_SET TASK_
Please retype the passage on wearable technology below word for word, from "I reach for" up to and including "chip – source).".

-- Start of PASSAGE GIVEN --

The visual output medium can be the wristband’s printed display. But you can also stick a chip on your temple, through which the information exchange with the eye or the brain takes place (source). Pictures, information or the work are then displayed on top of it at generally specified locations (the advertising will annoy), similar to a head-up display. The whole thing can of course “still” be mechanically deactivated.

So how would my office be equipped in 2034? Today, my monitor is still very present on the desk, but in 20 years’ time it would of course no longer be there. In its place, a virtual display would be visible to my eyes, which, of course, would also be visible to other people via approvals at the place where I would see it. In other words: an “augmented reality” that is endogenous to the body. The output via the optic nerve can also function as input, everything you see and interact with what you see can be processed.

If I transfer this to an automotive example, it could look like this

I reach for the door of my car, it recognizes me by my signature (which can only be decoded for certified objects), which is transmitted from my wristband via my body to my hand to the handle. I can open the door and see the necessary information in the usual places, which I can see virtually faded in with my eyes. If a passenger is sitting next to me, he or she will be recognized by the car’s system, which first requests a release. Only then can he or she have access to the infotainment functions relevant to him or her. On my steering wheel (yes, that still exists!) I see virtual interaction elements. Extensive input such as search or target input is done via the speech function, which now functions like a normal dialogue (ten years later, cognitive input/control will be possible via the optic nerve chip – source).

A sensor in the wristband, which records body temperature, controls the air conditioning system. The music library, which is stored in my little finger, streams via radio from the wristband to the head unit and thus to the output media the desired tracks.

My address book is accessible from my thumb and is forwarded to the navigation software in the wristband.

The wristband recognizes dangerous situations and can react faster than the brain. It sends an impulse to the brakes and the steering wheel, thus ensuring much more safety. There will be a pre-defined distance for all vehicles, which avoids traffic jams and gives correspondingly predictive speed recommendations depending on energy consumption requirements.

-- End of PASSAGE GIVEN --
-- Start of ITEMS --

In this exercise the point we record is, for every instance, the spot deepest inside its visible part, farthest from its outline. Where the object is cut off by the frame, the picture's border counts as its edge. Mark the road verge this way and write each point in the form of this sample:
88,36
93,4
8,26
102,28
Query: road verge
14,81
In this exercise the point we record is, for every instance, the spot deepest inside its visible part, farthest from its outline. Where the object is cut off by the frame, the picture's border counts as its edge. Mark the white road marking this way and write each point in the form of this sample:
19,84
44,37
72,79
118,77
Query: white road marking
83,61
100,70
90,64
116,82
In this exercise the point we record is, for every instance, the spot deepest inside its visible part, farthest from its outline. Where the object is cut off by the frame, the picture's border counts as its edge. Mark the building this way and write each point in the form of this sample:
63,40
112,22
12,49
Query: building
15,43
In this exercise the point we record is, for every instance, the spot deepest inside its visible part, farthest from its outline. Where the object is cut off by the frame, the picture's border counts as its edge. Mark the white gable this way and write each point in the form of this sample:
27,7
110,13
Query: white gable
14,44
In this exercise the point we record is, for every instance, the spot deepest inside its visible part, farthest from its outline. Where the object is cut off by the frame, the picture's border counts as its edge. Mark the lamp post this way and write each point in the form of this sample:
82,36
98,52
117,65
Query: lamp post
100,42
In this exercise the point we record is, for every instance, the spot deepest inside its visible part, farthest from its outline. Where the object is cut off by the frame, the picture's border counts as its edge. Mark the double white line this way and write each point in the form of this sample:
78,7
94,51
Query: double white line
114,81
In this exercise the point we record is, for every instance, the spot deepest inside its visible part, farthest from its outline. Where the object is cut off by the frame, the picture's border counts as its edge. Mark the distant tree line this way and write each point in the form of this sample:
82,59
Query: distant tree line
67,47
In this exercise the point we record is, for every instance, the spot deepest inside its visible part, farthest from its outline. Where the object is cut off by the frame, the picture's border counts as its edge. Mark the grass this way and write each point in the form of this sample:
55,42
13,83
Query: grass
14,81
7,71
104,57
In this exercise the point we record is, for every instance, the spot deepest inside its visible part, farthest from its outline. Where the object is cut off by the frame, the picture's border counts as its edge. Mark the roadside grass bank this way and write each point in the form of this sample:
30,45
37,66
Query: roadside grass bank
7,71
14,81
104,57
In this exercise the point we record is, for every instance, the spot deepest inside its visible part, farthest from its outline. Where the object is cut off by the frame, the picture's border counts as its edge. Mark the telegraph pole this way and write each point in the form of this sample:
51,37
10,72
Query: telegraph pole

-- End of ITEMS --

_ANSWER TO THIS EXERCISE_
I reach for the door of my car, it recognizes me by my signature (which can only be decoded for certified objects), which is transmitted from my wristband via my body to my hand to the handle. I can open the door and see the necessary information in the usual places, which I can see virtually faded in with my eyes. If a passenger is sitting next to me, he or she will be recognized by the car’s system, which first requests a release. Only then can he or she have access to the infotainment functions relevant to him or her. On my steering wheel (yes, that still exists!) I see virtual interaction elements. Extensive input such as search or target input is done via the speech function, which now functions like a normal dialogue (ten years later, cognitive input/control will be possible via the optic nerve chip – source).